◆ **TASK DESCRIPTION**: Report back every line of the entries that contains "Where", exactly as written.

· · · ·

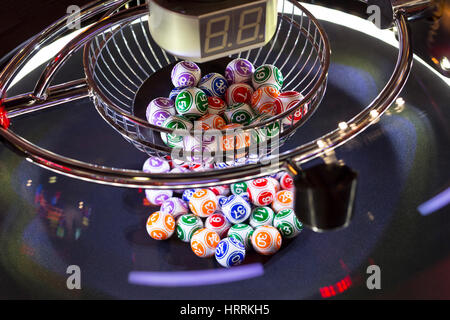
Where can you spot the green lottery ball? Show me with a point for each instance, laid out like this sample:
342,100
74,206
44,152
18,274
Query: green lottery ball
191,103
239,188
262,216
175,122
242,232
267,74
287,223
187,225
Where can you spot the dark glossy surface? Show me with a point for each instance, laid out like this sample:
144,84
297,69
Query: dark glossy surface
402,161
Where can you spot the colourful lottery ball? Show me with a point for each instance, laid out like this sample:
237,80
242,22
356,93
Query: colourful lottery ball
287,101
283,200
240,113
239,70
175,123
191,103
175,207
187,225
266,240
239,93
218,223
239,188
242,232
213,84
287,223
203,203
204,243
159,110
236,209
230,252
261,192
286,181
267,75
185,73
156,165
216,105
160,226
263,100
157,197
262,216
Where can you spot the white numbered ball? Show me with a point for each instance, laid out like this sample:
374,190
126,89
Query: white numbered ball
283,200
261,192
267,75
219,224
160,226
242,232
263,100
203,203
156,165
159,110
176,123
239,70
204,243
262,216
266,240
236,209
230,252
192,103
157,197
287,223
213,84
185,73
187,225
175,207
239,93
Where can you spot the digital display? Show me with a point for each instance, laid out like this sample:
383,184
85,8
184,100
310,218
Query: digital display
233,29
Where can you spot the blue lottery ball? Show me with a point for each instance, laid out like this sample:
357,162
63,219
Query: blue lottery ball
230,252
214,85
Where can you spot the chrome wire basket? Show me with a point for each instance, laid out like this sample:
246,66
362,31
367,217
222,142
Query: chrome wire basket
120,55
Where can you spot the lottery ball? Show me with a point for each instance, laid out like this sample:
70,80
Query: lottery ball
216,105
240,113
204,243
175,123
261,192
263,100
287,223
203,203
187,225
213,84
236,209
175,207
156,165
286,181
242,232
191,103
287,101
267,75
185,73
283,200
239,93
266,240
239,188
187,194
218,223
230,252
157,197
159,110
160,226
262,216
239,70
174,93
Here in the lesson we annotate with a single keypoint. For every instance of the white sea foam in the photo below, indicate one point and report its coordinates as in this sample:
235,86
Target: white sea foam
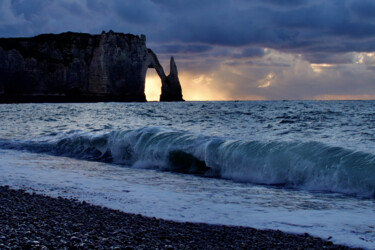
182,197
309,166
316,159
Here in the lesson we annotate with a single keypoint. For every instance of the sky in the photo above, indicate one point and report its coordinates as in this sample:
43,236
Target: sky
229,49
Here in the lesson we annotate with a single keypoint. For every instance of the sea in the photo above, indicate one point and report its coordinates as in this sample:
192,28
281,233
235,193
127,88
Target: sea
296,166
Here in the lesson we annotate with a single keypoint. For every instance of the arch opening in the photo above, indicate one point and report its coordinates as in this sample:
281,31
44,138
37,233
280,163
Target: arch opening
152,86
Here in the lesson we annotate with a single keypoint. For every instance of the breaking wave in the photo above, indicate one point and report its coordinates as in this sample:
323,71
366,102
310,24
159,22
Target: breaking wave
303,165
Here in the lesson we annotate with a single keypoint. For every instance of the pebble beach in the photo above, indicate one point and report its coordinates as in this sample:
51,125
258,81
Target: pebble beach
33,221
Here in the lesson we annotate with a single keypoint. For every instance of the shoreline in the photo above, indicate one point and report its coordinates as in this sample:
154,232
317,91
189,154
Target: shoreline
41,222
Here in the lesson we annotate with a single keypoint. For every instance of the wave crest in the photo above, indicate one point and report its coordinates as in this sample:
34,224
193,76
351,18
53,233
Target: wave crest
310,166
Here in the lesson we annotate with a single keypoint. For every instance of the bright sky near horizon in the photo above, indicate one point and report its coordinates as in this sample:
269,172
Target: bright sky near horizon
229,50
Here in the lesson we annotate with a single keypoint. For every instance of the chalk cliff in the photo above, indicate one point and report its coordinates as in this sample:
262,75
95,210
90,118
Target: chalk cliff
81,67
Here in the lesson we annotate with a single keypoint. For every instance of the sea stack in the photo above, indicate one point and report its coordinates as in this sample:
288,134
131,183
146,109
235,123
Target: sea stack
80,67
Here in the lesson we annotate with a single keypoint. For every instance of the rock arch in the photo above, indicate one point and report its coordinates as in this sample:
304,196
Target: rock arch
105,67
171,87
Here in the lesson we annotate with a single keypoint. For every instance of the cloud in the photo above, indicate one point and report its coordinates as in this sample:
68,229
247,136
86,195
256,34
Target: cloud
237,44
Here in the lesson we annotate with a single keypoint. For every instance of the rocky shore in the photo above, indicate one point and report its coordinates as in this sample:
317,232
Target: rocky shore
31,221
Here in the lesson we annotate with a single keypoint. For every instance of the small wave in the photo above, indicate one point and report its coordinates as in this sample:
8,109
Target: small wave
303,165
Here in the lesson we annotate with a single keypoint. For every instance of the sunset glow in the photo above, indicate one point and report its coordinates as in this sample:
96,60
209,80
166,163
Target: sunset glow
152,86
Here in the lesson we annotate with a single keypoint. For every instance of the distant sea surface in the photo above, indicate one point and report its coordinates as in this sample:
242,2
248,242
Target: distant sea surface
297,166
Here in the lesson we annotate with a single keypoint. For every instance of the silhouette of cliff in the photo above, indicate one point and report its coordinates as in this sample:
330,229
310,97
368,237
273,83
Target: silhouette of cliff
80,67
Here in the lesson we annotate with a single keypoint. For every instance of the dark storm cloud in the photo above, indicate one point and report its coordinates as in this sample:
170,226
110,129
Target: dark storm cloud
363,9
250,53
300,25
181,48
237,41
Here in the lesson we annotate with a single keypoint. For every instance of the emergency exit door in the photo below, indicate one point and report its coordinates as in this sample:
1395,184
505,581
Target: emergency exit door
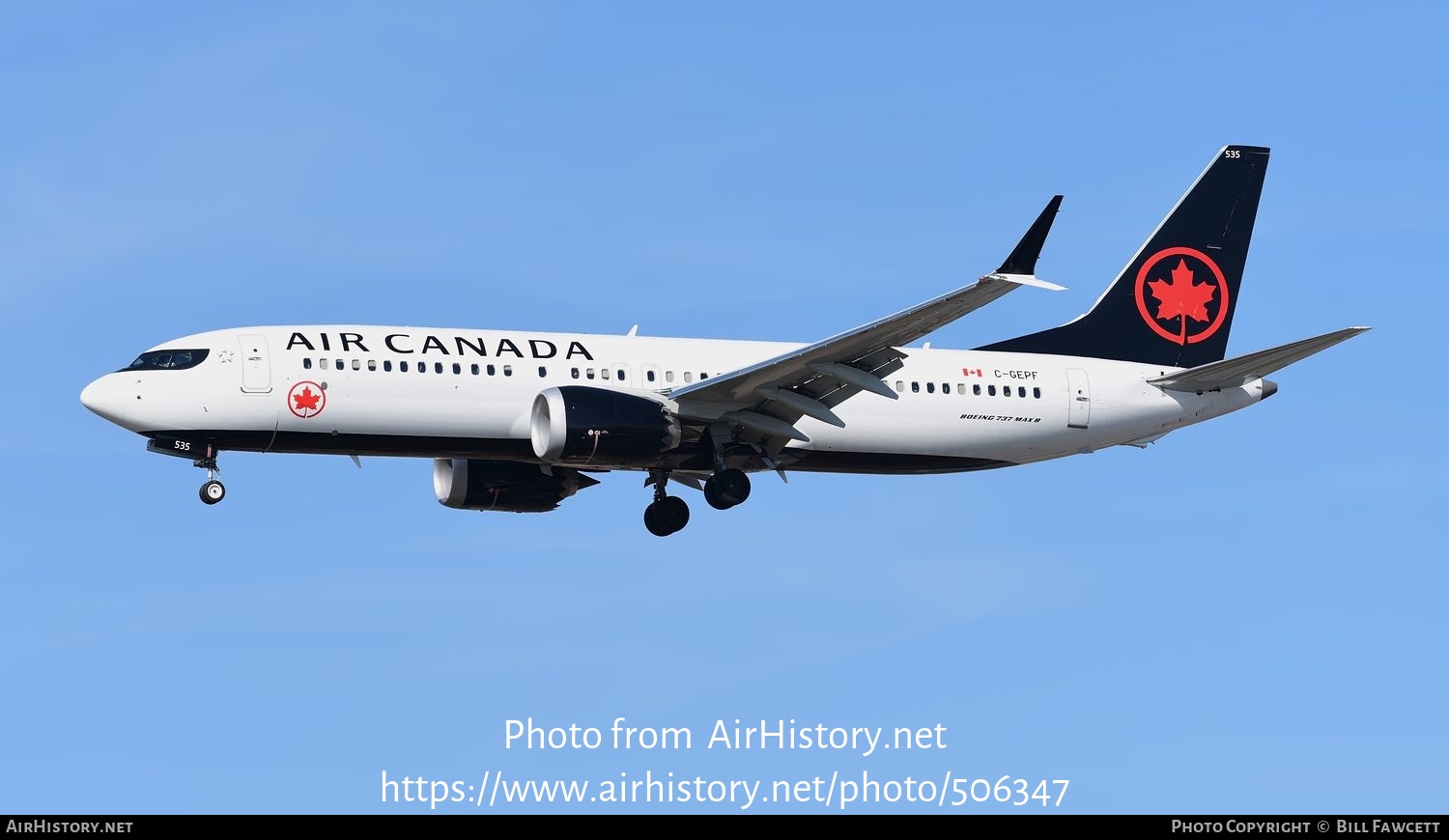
1078,396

· · · ·

◆ **EXERCISE ANSWER**:
Where can you spot the green lottery ball? Show me with a point for each instance, laid out like this sample:
Where can you spot the dark glossy surface? Show me with a point for each instance, laid out like this sample:
Where can you spot the colourful lottery ball? Show me with a point for each instance, laid out like this sample:
Where can you spot the white numbered ball? Show me with a point for each instance, laid out like this sample:
Where can you spot the digital display? Show me with a point for each instance, laid out like this sample:
Where can you spot the blue lottery ball? Show me with a point for each instance, laid out like this sample:
Where can you spot the chrome wire basket? Show me with a point for each instance, laid out like this sample:
Where can you spot the lottery ball? Show me with a point for each instance, laid out like this sample:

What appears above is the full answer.